▶ [The task]: Please print every one of the lines below verbatim, changing no character.

--------------------------------------------------

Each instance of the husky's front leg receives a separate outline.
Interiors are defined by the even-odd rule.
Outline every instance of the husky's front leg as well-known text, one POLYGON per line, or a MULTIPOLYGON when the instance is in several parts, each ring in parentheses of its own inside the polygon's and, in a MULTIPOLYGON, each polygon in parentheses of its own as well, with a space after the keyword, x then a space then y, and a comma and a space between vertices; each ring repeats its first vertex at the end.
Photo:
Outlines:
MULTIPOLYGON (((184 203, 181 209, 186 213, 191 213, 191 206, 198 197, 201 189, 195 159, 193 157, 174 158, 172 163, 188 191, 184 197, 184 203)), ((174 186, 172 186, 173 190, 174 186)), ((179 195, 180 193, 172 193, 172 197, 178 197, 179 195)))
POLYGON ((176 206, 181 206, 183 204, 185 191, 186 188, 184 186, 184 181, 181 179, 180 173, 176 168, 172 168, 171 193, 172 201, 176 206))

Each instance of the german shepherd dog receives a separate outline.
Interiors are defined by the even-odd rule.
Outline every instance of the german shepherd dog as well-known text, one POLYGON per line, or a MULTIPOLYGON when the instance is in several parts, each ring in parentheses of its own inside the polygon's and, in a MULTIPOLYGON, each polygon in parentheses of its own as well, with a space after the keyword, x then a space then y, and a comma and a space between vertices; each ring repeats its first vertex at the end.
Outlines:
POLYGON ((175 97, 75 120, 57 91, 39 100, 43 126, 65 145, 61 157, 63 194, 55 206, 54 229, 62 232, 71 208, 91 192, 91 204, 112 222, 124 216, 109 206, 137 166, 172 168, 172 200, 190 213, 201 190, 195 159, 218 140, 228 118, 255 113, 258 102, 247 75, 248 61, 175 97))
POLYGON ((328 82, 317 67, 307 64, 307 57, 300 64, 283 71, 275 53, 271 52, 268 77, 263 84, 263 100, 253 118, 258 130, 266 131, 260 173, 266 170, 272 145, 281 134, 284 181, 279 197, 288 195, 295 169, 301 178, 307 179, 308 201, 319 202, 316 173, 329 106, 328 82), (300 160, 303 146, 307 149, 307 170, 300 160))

--------------------------------------------------

▶ [Expected answer]:
Each instance of the husky's front leg receives a separate outline.
Interiors are defined by the even-odd rule.
Outline every instance of the husky's front leg as well-known text, one POLYGON per line, or a MULTIPOLYGON when the instance is in several parts, each ring in parentheses of its own inside the polygon's and, in a MULTIPOLYGON, each polygon in parentheses of its own as well, with a space after the keyword, x then a space then y, and a comma and a space between vertices; each ring repeats its first vertex at the end.
Photo:
Outlines:
MULTIPOLYGON (((184 203, 181 209, 186 213, 191 213, 191 206, 198 197, 201 189, 195 159, 193 157, 174 158, 172 163, 188 191, 184 197, 184 203)), ((174 186, 172 186, 173 190, 174 186)), ((179 195, 180 193, 172 193, 172 197, 178 197, 179 195)))
POLYGON ((176 206, 181 206, 183 204, 185 191, 186 188, 184 186, 184 181, 181 179, 180 173, 176 168, 172 168, 171 193, 172 201, 176 206))

Each instance of the german shepherd dog receives a separate outline.
Interiors are defined by the even-odd rule.
Outline every instance of the german shepherd dog as well-known text, one POLYGON per line, or a MULTIPOLYGON when the instance is in several parts, each ring in parentheses of its own inside the polygon's and, in a MULTIPOLYGON, each polygon in parentheses of its own as well, with a space after the keyword, x then a space then y, and a comma and a space between vertices; each ring repeats its first vertex at the end.
Outlines:
POLYGON ((175 97, 75 120, 57 91, 39 100, 43 126, 65 145, 61 157, 63 194, 55 206, 54 229, 62 232, 71 208, 91 192, 91 204, 112 222, 124 216, 109 206, 137 166, 172 168, 172 200, 190 213, 201 190, 195 159, 218 140, 228 118, 255 113, 258 102, 247 75, 248 61, 175 97))
POLYGON ((328 82, 317 67, 307 64, 307 57, 300 64, 283 71, 275 53, 271 52, 268 77, 263 84, 263 100, 253 118, 258 130, 266 131, 260 173, 266 170, 272 145, 281 134, 284 181, 279 197, 288 195, 295 169, 301 178, 307 179, 308 201, 319 202, 316 173, 329 106, 328 82), (300 160, 303 146, 307 149, 307 170, 300 160))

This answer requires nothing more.